> ABOUT THIS EXERCISE
Write out the entries below once more, exactly, with the pictures left out.
** Opening DATA SECTION block **
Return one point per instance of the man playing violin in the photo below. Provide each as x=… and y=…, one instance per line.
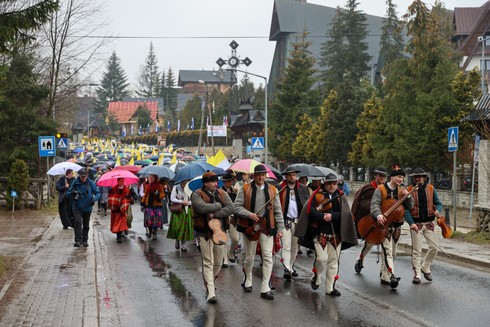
x=293, y=196
x=209, y=203
x=361, y=207
x=421, y=220
x=326, y=226
x=258, y=202
x=387, y=191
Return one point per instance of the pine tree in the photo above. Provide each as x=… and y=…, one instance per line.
x=294, y=98
x=345, y=52
x=149, y=80
x=113, y=86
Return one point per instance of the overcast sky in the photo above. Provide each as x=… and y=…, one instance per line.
x=199, y=31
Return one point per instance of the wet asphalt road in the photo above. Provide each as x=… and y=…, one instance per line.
x=149, y=283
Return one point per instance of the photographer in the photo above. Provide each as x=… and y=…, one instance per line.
x=84, y=194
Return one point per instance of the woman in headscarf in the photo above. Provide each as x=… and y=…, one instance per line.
x=152, y=204
x=120, y=201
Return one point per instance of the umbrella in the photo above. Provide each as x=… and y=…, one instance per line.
x=196, y=183
x=131, y=168
x=110, y=178
x=306, y=170
x=248, y=165
x=160, y=171
x=176, y=166
x=188, y=172
x=60, y=168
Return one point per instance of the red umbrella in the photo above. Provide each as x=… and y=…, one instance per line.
x=110, y=178
x=131, y=168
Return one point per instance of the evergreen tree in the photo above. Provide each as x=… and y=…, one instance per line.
x=345, y=52
x=113, y=86
x=20, y=101
x=149, y=80
x=294, y=98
** Closing DATA SECTION block **
> YOUR RESPONSE
Return one point per instance of the man playing violin in the photo below. Provide each as x=… and y=…, one instance per line.
x=293, y=196
x=209, y=203
x=361, y=207
x=421, y=220
x=326, y=226
x=258, y=202
x=387, y=191
Return one point per instance of the pine tree in the photo above. Provide each as x=… and y=…, one instance per line.
x=294, y=98
x=345, y=52
x=149, y=80
x=113, y=86
Return one point per instance of the overcast sky in the photo above. Provide each as x=… and y=…, one instance per line.
x=199, y=31
Return one point per instance of the wet asphalt road in the photo above. Provide each as x=… and y=…, one instance per line.
x=149, y=283
Return one point per instance of the photographer in the photo above. Provide each as x=… and y=…, one instance per line.
x=84, y=194
Return one point per instance of the woman in headscarf in the photo above. Provide each as x=… and y=…, one instance per line.
x=152, y=204
x=120, y=201
Return one point per instance of the umbrella in the photo above. Provide each as x=… and y=…, one instance per line.
x=196, y=183
x=131, y=168
x=110, y=178
x=306, y=170
x=248, y=165
x=160, y=171
x=176, y=166
x=188, y=172
x=60, y=168
Return one point per instance of the red umbrella in the photo above. Provide each as x=… and y=…, one instance per line.
x=110, y=178
x=131, y=168
Return one point per instance of the evergreen tree in the photo above. Provide each as x=… and y=…, one instance per line.
x=345, y=52
x=113, y=86
x=20, y=101
x=149, y=80
x=294, y=98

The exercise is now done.